• _DOCUMENT EXTRACT_
# How can we prove that a positive-frequency wave and its time-derivative cannot both have compact support in space?

Consider a complex-valued function of the form $$\newcommand{\bfx}{\mathbf{x}} \newcommand{\bfk}{\mathbf{k}} f(t,\bfx)=\int d^Nk\ g(\bfk)\exp\big(-i\omega(\bfk)t-i\bfk\cdot\bfx\big) \tag{1}$$ where boldface denotes a list of $$N$$ real variables, the dot-product is defined as usual, and $$\omega(\bfk)\equiv \sqrt{\strut{}1+\bfk\cdot\bfk}. \tag{2}$$ (I'm calling this a "wave," but notice the constant term under the square root.) Suppose that $$f(0,\bfx)$$ is nonzero at least for some $$\bfx$$. Can we choose $$g(\bfk)$$ so that $$f(t,\bfx)$$ and $$df(t,\bfx)/dt$$ both have compact support in $$\bfx$$ at $$t=0$$?

The answer must be no, because otherwise I could use the Paley-Wiener theorem to construct a contradiction to the Reeh-Schlieder theorem. But that's a very indirect argument that uses relativistic quantum field theory, which surely isn't necessary for the simple question I'm asking here! How can we prove more directly that no such $$g(\bfk)$$ exists?

• _REQUIREMENT A_
Count the lines in the rows below that contain the string "column". Give only the number.

• _A block of data_
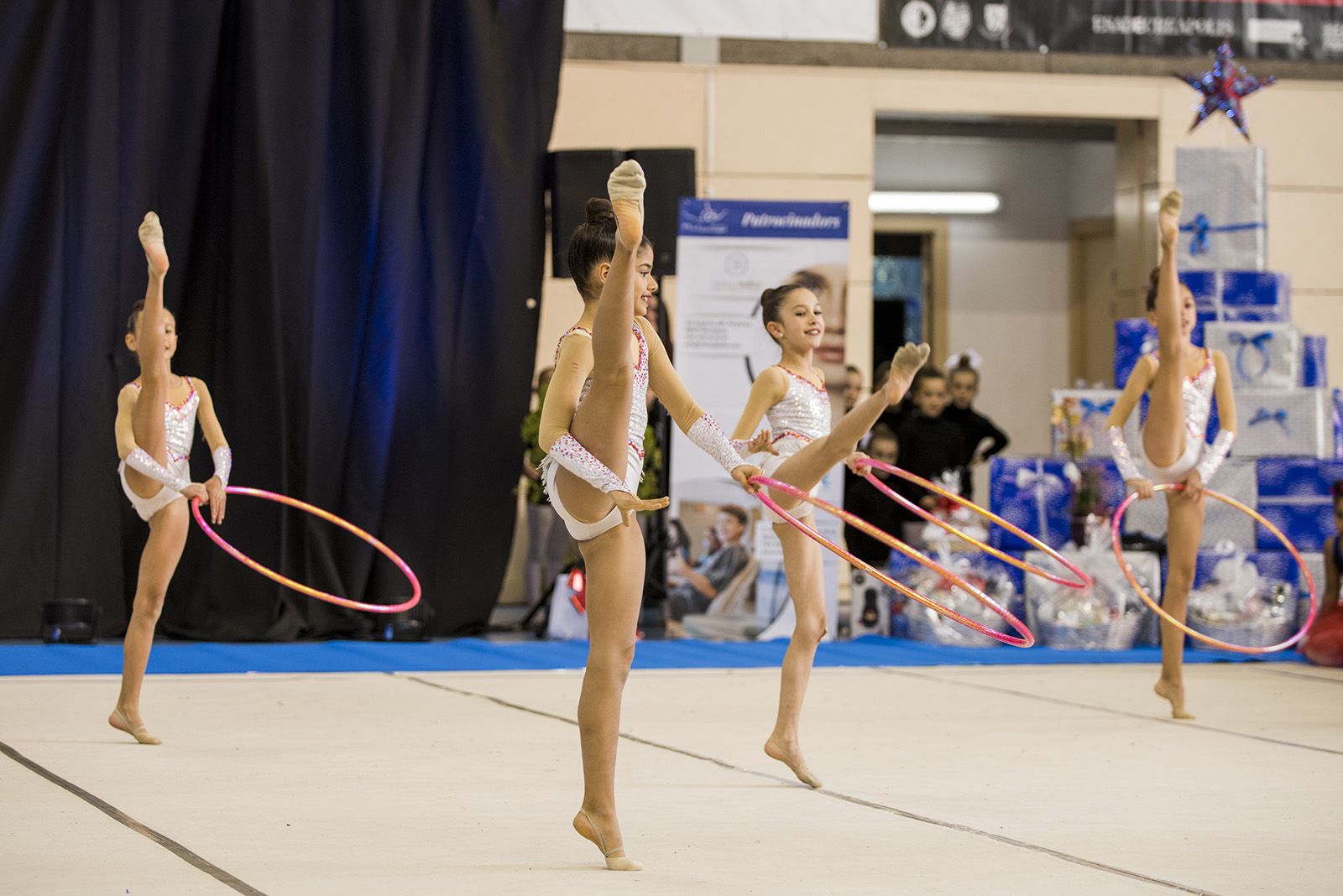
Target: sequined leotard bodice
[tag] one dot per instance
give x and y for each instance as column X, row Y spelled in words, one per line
column 1199, row 398
column 180, row 423
column 801, row 416
column 638, row 401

• _REQUIREMENT B_
Decide whether each statement agrees with the positive-frequency wave question above. Answer yes or no for each, and quote the deciding words from that text. (i) The writer says the answer to the compact-support question must be yes. (ii) The writer considers relativistic quantum field theory necessary for the question being asked. (iii) The writer calls the function a "wave."

• _TASK ANSWER A_
5

• _TASK ANSWER B_
(i) No: "The answer must be no"
(ii) No: "which surely isn't necessary for the simple question I'm asking here!"
(iii) Yes: "I'm calling this a "wave,""